DIRECTIONS
Print the lines of the material below exactly, from the line containing "Where can you spot the boy's ear" through the final line of the material.

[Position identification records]
--

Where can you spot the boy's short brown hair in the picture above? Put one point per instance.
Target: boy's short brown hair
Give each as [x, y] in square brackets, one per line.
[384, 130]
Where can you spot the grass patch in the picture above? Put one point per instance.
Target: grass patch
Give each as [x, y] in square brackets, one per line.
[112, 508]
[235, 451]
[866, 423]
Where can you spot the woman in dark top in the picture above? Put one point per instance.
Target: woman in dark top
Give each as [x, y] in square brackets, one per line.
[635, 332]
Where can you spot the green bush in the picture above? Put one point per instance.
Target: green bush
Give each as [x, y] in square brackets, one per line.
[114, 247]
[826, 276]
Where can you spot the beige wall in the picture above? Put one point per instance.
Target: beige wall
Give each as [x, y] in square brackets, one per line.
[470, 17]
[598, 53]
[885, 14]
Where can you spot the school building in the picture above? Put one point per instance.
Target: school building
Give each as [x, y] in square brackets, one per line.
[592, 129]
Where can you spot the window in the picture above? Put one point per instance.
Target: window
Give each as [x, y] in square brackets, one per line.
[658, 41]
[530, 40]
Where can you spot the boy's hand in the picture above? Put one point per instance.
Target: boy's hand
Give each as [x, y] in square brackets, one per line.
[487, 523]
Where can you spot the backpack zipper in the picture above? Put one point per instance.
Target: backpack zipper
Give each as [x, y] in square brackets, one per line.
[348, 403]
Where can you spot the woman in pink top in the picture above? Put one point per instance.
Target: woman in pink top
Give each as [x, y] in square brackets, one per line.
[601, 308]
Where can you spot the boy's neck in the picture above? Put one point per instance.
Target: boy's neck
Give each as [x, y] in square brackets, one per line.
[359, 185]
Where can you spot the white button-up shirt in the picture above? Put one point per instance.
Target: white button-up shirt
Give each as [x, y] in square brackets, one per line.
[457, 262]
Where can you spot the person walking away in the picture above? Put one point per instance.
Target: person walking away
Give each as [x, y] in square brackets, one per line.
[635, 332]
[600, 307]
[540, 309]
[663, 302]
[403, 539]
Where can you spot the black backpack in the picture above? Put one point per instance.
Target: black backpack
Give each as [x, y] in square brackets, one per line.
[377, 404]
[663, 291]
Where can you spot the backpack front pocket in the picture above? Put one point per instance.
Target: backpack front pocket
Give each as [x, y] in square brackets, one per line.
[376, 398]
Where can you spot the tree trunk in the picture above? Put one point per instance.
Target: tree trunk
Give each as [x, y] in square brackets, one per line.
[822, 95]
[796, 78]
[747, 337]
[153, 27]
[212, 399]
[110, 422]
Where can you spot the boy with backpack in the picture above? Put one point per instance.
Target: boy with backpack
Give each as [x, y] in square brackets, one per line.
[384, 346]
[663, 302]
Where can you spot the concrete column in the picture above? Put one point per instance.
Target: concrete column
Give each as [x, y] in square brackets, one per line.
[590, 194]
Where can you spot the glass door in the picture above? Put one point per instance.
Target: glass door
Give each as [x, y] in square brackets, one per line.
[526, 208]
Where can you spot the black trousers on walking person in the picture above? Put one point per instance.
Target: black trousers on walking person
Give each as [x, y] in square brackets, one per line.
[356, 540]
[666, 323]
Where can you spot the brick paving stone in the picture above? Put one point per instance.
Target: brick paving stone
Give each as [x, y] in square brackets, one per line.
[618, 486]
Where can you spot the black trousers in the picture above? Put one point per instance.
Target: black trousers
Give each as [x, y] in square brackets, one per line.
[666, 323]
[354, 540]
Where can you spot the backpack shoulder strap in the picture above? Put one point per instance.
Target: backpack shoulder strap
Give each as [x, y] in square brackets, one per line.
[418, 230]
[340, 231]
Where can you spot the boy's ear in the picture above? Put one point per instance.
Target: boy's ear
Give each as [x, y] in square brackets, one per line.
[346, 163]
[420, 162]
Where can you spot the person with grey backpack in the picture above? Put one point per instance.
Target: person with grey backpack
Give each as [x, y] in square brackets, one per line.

--

OUTPUT FOR THIS EXERCISE
Where can you spot the boy's ear in the picture above? Put one point per instance.
Target: boy's ear
Give each as [x, y] in square brackets, one per line.
[346, 163]
[420, 162]
Where can you spot the person with grey backpack in the picture above? Put one point per instance.
Target: person with grey backpack
Give each as [x, y] in square brackets, one per line.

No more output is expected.